**DATA TO PROCESS:**
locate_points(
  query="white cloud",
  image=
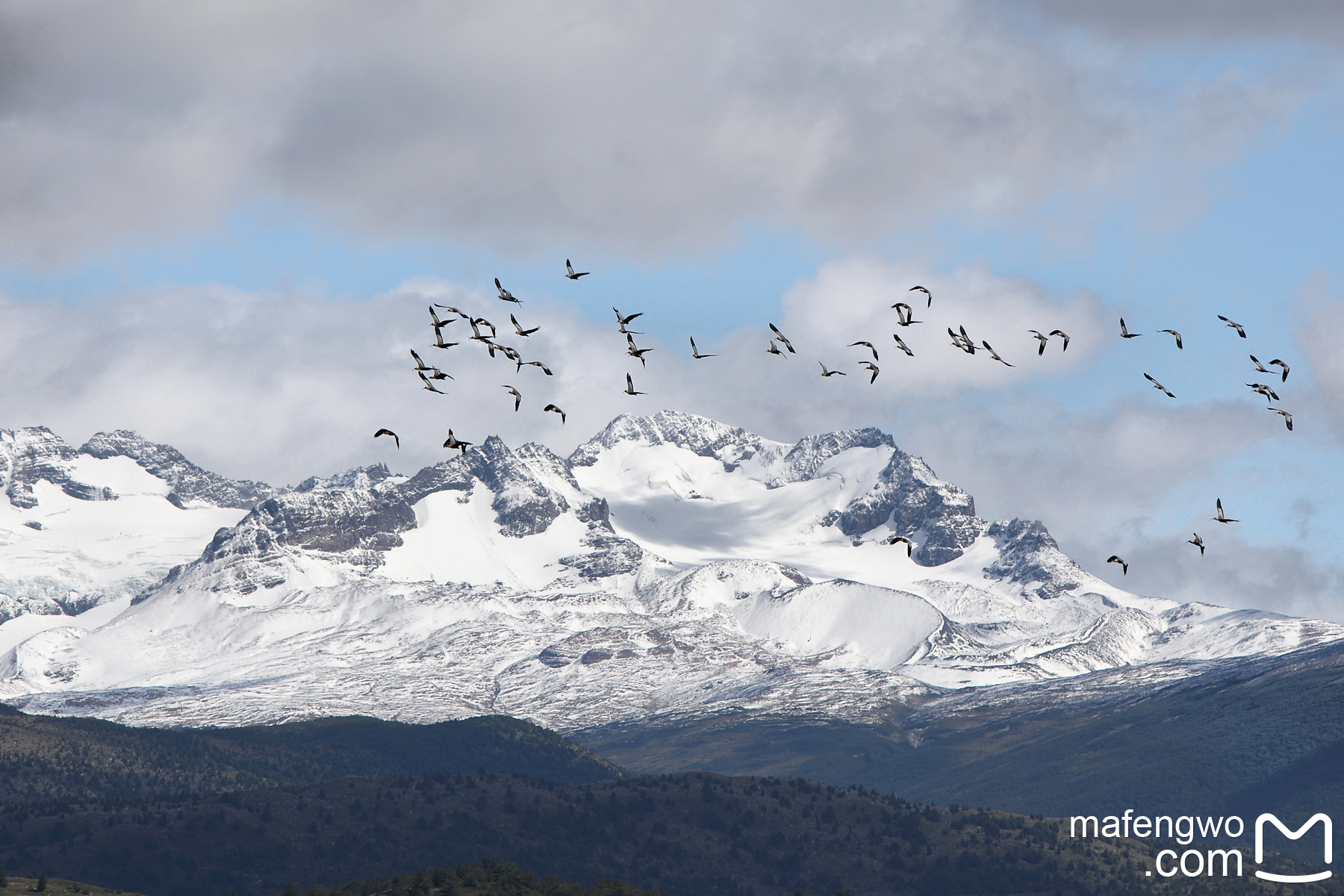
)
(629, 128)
==
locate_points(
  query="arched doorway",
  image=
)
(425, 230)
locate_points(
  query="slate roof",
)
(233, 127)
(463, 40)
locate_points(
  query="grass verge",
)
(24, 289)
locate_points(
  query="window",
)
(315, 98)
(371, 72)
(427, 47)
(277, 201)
* * *
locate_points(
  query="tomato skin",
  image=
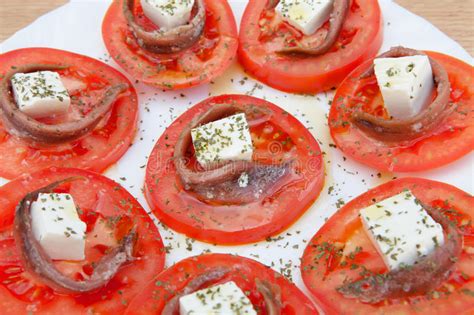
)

**WHAT YOU HAVE TO DO:** Lines containing the word "query": copy every one of them from the records above.

**EXERCISE RESULT:**
  query="white cloud",
  query="arched doorway",
  query="slate roof",
  query="grass verge",
  query="window",
  query="tomato skin",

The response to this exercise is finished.